Bush himself, who took the stage at the Greater Fort Lauderdale-Broward County Convention Center about an hour after Clinton, ignored what she had said about him. He focused on doing what he has challenged all Republicans do: campaign to voters who almost always cast ballots for Democrats.

"I know that there are unjust barriers to opportunity and upward mobility in this country," Bush told the mostly black audience of more than 500 people. "Some we can see, others are unseen but just as real. So many lives can come to nothing, or come to grief, when we ignore problems, or fail to meet our own responsibilities. And so many people could do so much better in life if we could come together and get even a few big things right in government.

"I acted on that belief as governor of Florida. It's a record I'll gladly compare with that of anyone else in the field."

That record included taking down the Confederate battle flag from the Florida Capitol in 2001 — an "easy call," Bush said. He trumpeted increasing the number of black state judges by 43 percent and seeing the number of minority-owned businesses triple. And his educational reforms, he said — instituting school grades, creating subsidized private-school vouchers and expanding privately run, publicly funded charter schools — helped needy kids.

"We can never forget that long-term reform doesn't help a child right now," he said.

Bush made a nod to racial profiling and distrust of law enforcement by the black community. But unlike Clinton and later two other Democratic candidates, he didn't mention the names of specific African-Americans who died after interactions with law enforcement.

"Trust in our vital institutions is at historic lows. It is up to all of us to work diligently to rebuild that trust," he said. "That happens one person at a time. One politician at a time. One police officer at a time."

Bush was interrupted several times for applause, but the crowd was not as enthusiastic as it was for Clinton.

Clinton, the former U.S. secretary of state, said she had long advocated for issues such as raising the minimum wage and fighting for students, particularly early on in her career in the Children's Defense Fund.

"These issues — your issues — are deeply personal to me," she said.

And she had some fans in the crowd.

Coreen Norville, 57, of Pembroke Pines said she likes Clinton but wants more than talk from candidates. "I've been around a long time. I've seen that show before," she said of politicians who don't follow through on their promises.

**TASK LIST**
1. In the article on Bush's campaign speech, which educational reforms does Bush say he carried out as governor? List every one.
2. Extract the passage of the article on Bush's campaign speech starting at "Clinton, the former" and ending at "Children's Defense Fund.".

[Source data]

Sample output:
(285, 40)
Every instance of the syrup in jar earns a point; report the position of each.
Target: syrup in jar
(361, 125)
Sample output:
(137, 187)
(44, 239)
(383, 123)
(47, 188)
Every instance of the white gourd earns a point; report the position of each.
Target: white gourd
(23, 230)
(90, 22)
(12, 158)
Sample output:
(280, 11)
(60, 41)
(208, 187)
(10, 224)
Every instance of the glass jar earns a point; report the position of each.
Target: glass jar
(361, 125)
---
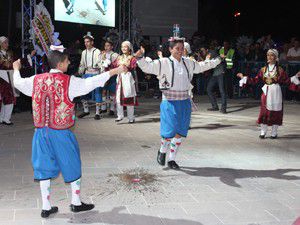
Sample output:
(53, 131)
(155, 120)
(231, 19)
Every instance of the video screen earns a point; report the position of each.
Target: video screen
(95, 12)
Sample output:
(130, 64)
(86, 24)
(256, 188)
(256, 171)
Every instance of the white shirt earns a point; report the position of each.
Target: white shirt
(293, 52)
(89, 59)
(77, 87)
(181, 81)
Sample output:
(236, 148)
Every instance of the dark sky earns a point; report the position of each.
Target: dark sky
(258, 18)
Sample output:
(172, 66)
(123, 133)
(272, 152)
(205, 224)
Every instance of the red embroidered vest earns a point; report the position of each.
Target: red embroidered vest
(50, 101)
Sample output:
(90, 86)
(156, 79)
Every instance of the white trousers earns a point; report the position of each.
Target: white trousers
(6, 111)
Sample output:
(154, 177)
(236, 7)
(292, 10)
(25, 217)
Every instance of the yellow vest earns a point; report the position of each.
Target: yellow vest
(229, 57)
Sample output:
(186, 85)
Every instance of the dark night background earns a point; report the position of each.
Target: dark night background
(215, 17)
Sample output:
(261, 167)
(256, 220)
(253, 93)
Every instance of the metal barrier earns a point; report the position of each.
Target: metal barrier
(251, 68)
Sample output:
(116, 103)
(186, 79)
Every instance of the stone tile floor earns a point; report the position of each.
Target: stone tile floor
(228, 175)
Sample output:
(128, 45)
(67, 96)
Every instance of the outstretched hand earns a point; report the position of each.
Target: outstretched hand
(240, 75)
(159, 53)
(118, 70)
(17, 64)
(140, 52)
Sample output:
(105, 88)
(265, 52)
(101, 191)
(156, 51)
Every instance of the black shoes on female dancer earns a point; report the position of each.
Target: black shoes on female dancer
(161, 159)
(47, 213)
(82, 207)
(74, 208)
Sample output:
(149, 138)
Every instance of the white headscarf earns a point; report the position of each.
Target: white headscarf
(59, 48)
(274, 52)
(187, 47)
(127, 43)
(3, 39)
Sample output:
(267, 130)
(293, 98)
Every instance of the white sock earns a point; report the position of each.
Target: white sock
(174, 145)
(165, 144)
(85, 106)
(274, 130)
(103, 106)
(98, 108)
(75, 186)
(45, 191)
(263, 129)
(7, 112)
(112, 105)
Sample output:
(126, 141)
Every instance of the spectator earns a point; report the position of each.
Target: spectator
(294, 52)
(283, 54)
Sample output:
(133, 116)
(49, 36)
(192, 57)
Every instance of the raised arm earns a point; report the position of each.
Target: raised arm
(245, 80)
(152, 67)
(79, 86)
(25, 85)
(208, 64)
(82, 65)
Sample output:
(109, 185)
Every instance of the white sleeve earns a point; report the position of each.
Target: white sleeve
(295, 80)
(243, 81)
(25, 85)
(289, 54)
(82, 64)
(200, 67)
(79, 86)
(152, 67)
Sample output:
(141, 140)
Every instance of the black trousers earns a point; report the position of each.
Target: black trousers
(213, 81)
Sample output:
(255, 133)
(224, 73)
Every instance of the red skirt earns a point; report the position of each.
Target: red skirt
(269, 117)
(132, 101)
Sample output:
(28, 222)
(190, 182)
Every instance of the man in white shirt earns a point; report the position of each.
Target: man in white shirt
* * *
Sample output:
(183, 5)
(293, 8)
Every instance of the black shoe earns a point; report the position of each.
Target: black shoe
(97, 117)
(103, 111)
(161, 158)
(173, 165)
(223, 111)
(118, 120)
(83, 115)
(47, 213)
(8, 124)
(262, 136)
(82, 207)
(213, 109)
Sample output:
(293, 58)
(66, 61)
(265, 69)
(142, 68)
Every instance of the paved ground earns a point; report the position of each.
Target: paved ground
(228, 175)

**EXPECTED RESPONSES**
1.
- Instituting school grades
- Creating subsidized private-school vouchers
- Expanding privately run, publicly funded charter schools

2.
Clinton, the former U.S. secretary of state, said she had long advocated for issues such as raising the minimum wage and fighting for students, particularly early on in her career in the Children's Defense Fund.